(DATA EXTRACTS)

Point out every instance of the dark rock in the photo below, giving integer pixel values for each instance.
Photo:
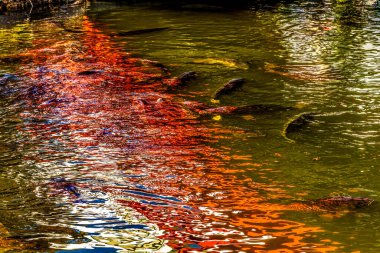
(296, 123)
(248, 109)
(7, 78)
(89, 72)
(186, 77)
(141, 31)
(232, 85)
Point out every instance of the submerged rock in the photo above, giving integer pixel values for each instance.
(296, 123)
(232, 85)
(7, 78)
(247, 109)
(89, 72)
(141, 31)
(182, 79)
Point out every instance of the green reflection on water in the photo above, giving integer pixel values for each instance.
(294, 55)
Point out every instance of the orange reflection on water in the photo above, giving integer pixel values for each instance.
(120, 105)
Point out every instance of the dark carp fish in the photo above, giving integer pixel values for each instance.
(342, 202)
(67, 186)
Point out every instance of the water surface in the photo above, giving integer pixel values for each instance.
(113, 161)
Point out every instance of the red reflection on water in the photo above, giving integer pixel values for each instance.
(102, 97)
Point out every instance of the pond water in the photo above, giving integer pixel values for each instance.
(98, 154)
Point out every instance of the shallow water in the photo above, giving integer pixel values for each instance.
(114, 161)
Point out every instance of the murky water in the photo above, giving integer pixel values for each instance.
(98, 154)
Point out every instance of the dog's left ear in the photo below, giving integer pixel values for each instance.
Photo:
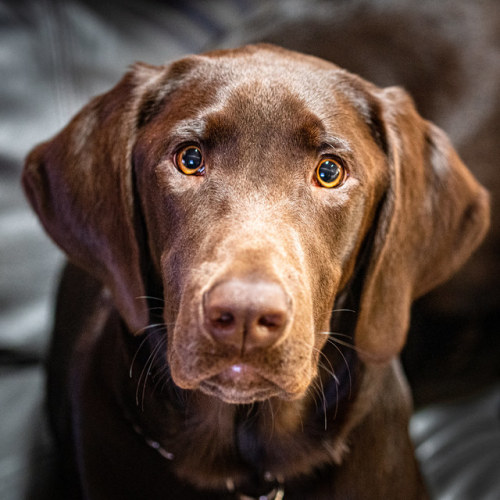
(433, 217)
(80, 184)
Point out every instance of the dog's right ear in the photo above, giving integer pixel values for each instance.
(80, 185)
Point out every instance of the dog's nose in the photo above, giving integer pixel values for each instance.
(246, 314)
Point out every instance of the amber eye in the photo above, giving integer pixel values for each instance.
(330, 173)
(189, 161)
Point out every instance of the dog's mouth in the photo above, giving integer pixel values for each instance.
(240, 384)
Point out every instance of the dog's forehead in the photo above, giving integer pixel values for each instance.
(268, 91)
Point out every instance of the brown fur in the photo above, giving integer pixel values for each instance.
(326, 418)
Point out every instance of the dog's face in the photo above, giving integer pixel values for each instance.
(257, 176)
(254, 241)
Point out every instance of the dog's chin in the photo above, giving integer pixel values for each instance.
(241, 384)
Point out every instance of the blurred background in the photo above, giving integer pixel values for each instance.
(56, 54)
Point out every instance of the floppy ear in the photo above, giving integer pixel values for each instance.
(80, 184)
(433, 216)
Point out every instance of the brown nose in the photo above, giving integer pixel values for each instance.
(246, 314)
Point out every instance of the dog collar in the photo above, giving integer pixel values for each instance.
(277, 491)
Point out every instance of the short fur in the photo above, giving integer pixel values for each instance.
(319, 409)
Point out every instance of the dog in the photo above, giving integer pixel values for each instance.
(247, 230)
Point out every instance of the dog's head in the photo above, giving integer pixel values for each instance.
(251, 183)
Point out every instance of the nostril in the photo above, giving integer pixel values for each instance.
(223, 320)
(272, 321)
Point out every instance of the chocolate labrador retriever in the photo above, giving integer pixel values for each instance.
(250, 228)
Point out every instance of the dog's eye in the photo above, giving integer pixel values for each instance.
(330, 173)
(189, 160)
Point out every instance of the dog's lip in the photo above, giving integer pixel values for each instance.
(241, 384)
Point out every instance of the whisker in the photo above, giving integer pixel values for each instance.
(141, 345)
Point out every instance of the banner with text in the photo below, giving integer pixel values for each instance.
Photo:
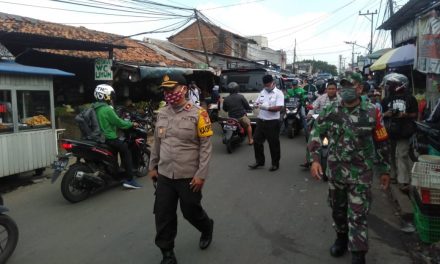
(103, 70)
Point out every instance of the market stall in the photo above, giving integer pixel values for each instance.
(27, 130)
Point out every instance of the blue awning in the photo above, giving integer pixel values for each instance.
(15, 68)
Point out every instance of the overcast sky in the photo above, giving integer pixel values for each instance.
(320, 27)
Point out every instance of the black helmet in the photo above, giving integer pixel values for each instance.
(320, 86)
(233, 87)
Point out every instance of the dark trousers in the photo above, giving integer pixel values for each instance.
(270, 130)
(168, 193)
(126, 157)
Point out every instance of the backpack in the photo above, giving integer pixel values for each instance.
(89, 126)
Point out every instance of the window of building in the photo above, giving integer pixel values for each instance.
(6, 124)
(33, 109)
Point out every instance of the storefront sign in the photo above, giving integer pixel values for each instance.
(103, 69)
(428, 48)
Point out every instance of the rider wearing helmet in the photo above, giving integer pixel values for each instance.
(108, 122)
(400, 110)
(236, 105)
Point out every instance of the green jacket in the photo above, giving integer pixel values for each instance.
(108, 120)
(297, 92)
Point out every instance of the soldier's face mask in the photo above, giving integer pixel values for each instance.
(348, 93)
(175, 96)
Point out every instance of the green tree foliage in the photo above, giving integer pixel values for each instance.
(322, 66)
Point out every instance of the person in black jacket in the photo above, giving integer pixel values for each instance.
(236, 105)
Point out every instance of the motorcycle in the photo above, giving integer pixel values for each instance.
(213, 111)
(97, 166)
(292, 119)
(233, 133)
(8, 234)
(426, 135)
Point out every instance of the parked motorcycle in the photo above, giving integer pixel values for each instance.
(213, 111)
(96, 166)
(8, 234)
(426, 135)
(292, 118)
(233, 133)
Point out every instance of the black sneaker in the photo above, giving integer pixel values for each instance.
(206, 238)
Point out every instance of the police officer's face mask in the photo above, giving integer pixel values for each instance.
(348, 93)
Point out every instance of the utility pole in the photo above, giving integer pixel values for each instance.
(352, 52)
(294, 58)
(196, 14)
(391, 6)
(371, 20)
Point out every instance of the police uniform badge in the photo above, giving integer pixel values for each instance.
(204, 126)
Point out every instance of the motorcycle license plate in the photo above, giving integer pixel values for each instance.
(228, 127)
(58, 166)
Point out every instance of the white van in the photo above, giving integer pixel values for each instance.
(251, 84)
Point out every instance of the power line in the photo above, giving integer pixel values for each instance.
(73, 10)
(225, 6)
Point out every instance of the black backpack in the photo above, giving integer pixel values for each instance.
(89, 126)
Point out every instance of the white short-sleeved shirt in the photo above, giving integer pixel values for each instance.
(272, 98)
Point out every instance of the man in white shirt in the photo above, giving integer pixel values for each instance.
(270, 102)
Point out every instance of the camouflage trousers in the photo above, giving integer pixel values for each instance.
(350, 205)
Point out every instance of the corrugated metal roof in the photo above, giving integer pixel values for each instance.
(406, 13)
(15, 68)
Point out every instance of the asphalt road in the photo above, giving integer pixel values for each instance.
(260, 217)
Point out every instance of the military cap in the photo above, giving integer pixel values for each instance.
(347, 81)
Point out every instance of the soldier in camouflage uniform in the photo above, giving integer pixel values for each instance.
(357, 141)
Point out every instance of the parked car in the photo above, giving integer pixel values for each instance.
(251, 84)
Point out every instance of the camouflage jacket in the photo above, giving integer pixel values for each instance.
(357, 141)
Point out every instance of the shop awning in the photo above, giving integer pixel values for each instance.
(378, 53)
(15, 68)
(397, 57)
(159, 72)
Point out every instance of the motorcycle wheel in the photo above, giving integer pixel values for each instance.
(290, 132)
(144, 163)
(8, 237)
(72, 188)
(229, 146)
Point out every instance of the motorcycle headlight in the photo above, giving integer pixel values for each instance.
(325, 142)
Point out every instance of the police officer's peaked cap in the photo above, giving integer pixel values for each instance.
(348, 81)
(267, 79)
(170, 80)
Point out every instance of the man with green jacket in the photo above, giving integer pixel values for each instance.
(109, 122)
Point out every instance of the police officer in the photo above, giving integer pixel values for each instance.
(270, 102)
(179, 164)
(357, 139)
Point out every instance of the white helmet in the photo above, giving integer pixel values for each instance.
(104, 92)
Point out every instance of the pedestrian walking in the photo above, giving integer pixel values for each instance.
(357, 141)
(270, 102)
(179, 165)
(400, 111)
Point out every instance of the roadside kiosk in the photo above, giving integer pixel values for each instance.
(27, 127)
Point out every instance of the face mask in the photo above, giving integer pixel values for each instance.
(174, 97)
(348, 94)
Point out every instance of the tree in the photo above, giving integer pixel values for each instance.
(322, 66)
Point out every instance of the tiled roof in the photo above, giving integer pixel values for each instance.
(135, 52)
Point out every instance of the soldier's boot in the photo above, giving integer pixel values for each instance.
(358, 257)
(168, 257)
(340, 246)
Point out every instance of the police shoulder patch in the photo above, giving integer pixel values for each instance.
(204, 126)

(End DATA EXTRACTS)

_PROMPT_. From the records above, copy each line in which the string "below" occurs.

_TASK RESPONSE_.
Point out every instance of the dark rock in the photo below, giving integer pixel values for each instance.
Point out every instance of the dog's left ear in the photo below, giving integer pixel values for each instance.
Point out every instance of the banner with text in the photo below, giving integer pixel values for each instance.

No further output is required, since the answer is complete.